Point labeling examples
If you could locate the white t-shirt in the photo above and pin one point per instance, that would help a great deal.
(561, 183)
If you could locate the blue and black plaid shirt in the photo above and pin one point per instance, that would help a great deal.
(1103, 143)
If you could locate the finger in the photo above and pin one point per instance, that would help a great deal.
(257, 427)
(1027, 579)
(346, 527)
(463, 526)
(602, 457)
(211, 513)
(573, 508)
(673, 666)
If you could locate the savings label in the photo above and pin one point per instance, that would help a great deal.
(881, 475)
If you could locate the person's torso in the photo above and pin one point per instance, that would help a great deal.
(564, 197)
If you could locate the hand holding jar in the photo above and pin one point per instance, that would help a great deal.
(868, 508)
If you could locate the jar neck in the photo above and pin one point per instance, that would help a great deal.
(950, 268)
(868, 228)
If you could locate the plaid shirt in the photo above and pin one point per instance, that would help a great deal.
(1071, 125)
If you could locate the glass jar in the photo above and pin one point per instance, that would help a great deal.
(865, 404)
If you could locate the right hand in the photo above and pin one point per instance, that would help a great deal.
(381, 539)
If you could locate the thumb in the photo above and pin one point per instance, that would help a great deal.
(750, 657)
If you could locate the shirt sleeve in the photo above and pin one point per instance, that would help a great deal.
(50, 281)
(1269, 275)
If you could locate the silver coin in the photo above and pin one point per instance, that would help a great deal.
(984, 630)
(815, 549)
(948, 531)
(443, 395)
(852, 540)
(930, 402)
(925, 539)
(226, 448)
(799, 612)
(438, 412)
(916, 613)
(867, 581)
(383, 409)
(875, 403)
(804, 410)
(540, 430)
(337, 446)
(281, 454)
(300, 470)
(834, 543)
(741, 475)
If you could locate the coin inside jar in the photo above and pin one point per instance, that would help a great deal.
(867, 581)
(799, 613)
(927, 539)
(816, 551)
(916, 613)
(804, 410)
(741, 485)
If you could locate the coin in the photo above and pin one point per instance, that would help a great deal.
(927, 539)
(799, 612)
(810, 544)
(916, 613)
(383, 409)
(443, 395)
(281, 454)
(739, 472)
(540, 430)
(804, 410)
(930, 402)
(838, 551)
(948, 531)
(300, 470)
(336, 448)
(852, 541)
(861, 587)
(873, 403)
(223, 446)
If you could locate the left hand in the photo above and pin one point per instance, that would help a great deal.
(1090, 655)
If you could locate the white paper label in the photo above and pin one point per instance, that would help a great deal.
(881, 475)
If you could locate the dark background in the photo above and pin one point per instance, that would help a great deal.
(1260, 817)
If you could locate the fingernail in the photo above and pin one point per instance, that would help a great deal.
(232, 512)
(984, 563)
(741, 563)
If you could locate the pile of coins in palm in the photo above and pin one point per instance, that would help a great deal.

What the exercise asks — Write out again everything from the line containing "If you could locate the glass" down to the line containing "(1269, 275)", requests included. Shift both numbers of every coordinate pair in the answers by -47.

Answer in full —
If you could locate the glass jar in the photo above and pin one point per instance, that would help a great deal.
(818, 357)
If you could locate the right hand in the photo above and pin one point per instance, that would help a great deal.
(334, 492)
If you could locate the thumb in the photo above and pin one point per instance, that would help a great deal.
(703, 610)
If you could locate the shirt sleeve in the photo above and pin one point per instance, that would help a great deal.
(3, 234)
(1222, 228)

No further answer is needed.